Stated goal
Reproduce all the records below, substituting "write down the coordinates" for every occurrence of "record the position" and changing nothing else. Leave the pictures out.
[start of Records provided]
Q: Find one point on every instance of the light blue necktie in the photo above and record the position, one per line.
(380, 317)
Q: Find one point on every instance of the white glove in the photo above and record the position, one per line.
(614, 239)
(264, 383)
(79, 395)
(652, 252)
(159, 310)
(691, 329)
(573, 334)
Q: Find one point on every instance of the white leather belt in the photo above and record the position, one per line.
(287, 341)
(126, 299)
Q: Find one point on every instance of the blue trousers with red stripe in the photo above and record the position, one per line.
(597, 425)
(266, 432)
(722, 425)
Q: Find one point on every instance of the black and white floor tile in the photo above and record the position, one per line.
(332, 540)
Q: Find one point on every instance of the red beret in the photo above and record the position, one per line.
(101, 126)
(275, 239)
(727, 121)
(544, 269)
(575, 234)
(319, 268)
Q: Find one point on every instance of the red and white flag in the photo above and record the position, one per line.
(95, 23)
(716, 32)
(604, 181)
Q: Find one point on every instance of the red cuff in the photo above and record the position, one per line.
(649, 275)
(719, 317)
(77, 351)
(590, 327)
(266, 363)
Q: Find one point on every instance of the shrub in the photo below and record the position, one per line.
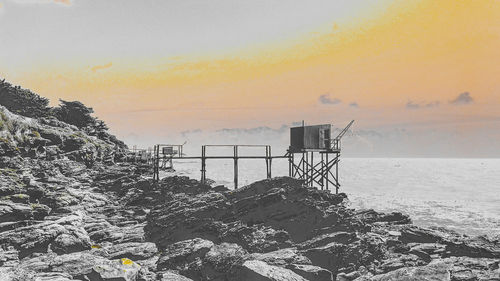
(23, 101)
[end of Records provided]
Full solution
Q: Find one point on every instance of the light blue necktie in the photo above and write down the coordinates, one per line.
(380, 317)
Q: Find one point on every instance of the white glove in the photo above and write down the coordinates, one per line.
(614, 239)
(264, 383)
(79, 395)
(652, 252)
(159, 310)
(691, 329)
(573, 334)
Q: Find one point on every instance of the white leather belt in the photo above and write down the coordinates, one per line.
(287, 341)
(126, 299)
Q: Find one point on every instance of the blue trousers with red stripe in the photo above and write down the coordinates, one per line.
(597, 425)
(266, 432)
(722, 425)
Q: Find one point on every instance of the black and white floor tile in the photo above and write down the coordinates, one per line.
(332, 540)
Q: Find one point on every instance of the red beret in the photo above and write down the coordinates, one per line.
(101, 126)
(275, 239)
(727, 121)
(544, 269)
(575, 234)
(319, 268)
Q: Find one point on every instance of the red and white flag in the photo above and write down the coordinates, one per line.
(95, 23)
(716, 32)
(604, 181)
Q: Find one point on every instance of the red cuff in the photo above and write down the coordinates, one per line.
(649, 275)
(719, 317)
(77, 351)
(590, 327)
(266, 363)
Q: Find one point on every instance of the shrub in the photo below and write down the coordinates, one per line.
(23, 101)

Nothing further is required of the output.